[Opening Passage for review section]

Member of the Yangon Region Hluttaw
- Incumbent
- Assumed office 8 February 2016
- Constituency: Insein Township № 2

Personal details
- Born: 27 December 1984 (age 41) Yangon, Myanmar
- Party: National League for Democracy
- Alma mater: Yangon Technological University University of Distance Education, Yangon

= Wai Phyo Han =

Burmese politician

Wai Phyo Han (ဝေဖြိုးဟန်; born 27 December 1984) is a Burmese politician, writer and former engineer who has been the MP of the Yangon Region Hluttaw for Insein No. 2 constituency since the 2015 general election. He is also undertaking as a secretary of a parliamentary committee which concern transportation, communication, construction and industry affairs.

==Early life and career ==

Wai Phyo Han was born on 27 December 1984 in Yangon to parents San Maung and Nan Nan Win. He graduated as a Bachelor of Mechanical Engineering from Yangon Technological University and received a Post Graduate Diploma in Law from University of Distance Education, Yangon. Before work in political field, he worked in engineering in Myanmar and Singapore. He is the director of the Best Brothers United Company.

==As a writer==

Wai Phyo Han has been writing articles under his pen name Wai Phyo Han (Insein) and more than 250 articles have been written in State-owned newspapers such as New Light of Myanmar and The Mirror, The Standard Times Daily, The Politics Journal, Public Image Journal, Hanthawaddy Times Journal, Bago Voice Journal and Youth Magazine etc.,.

The first printed article of his life was "A Letter of how I Feel" (ခံစားမိသလိုရေးတဲ့စာ). The author was mentioned in the People's Journal, led by the famous author Maung Wuntha and Pe Myint. His book Letters to the Grandfather (ဘကြီးဖြိုးထံပေးစာ) was released in 2017.

In February 2020, he published his second book named "Experience about MP", which was a collection of his articles.

==Political career==
Wai Phyo Han joined the National League for Democracy in 2012 before the by-election. Since he became an NLD member, he involved many political activities in the township and supporting to the Insein public.

[Closing Passage for review section]
[Opening Records supplied section]

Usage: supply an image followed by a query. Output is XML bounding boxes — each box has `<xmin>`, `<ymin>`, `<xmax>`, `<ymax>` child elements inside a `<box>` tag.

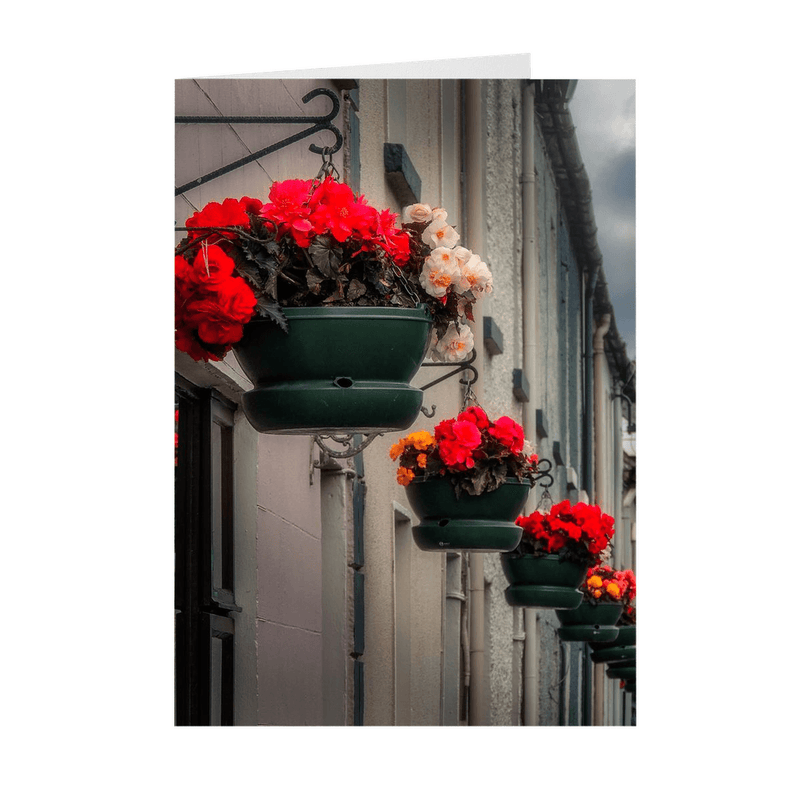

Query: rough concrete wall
<box><xmin>257</xmin><ymin>436</ymin><xmax>323</xmax><ymax>725</ymax></box>
<box><xmin>359</xmin><ymin>80</ymin><xmax>461</xmax><ymax>725</ymax></box>
<box><xmin>480</xmin><ymin>80</ymin><xmax>528</xmax><ymax>725</ymax></box>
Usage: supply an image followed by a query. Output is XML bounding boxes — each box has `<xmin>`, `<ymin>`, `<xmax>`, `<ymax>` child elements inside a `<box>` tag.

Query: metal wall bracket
<box><xmin>306</xmin><ymin>350</ymin><xmax>478</xmax><ymax>460</ymax></box>
<box><xmin>175</xmin><ymin>87</ymin><xmax>344</xmax><ymax>197</ymax></box>
<box><xmin>420</xmin><ymin>350</ymin><xmax>478</xmax><ymax>419</ymax></box>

[Closing Records supplied section]

* Exercise details:
Summarize the profile of Wai Phyo Han in two sentences. The entries can be set aside entirely.

* Problem solution:
Wai Phyo Han, born 27 December 1984 in Yangon, is a Burmese politician, writer and former engineer who joined the National League for Democracy in 2012 and has represented Insein No. 2 constituency in the Yangon Region Hluttaw since the 2015 general election. Under the pen name Wai Phyo Han (Insein), he has written more than 250 articles for newspapers and journals, released the book Letters to the Grandfather in 2017, and published "Experience about MP," a collection of his articles, in February 2020.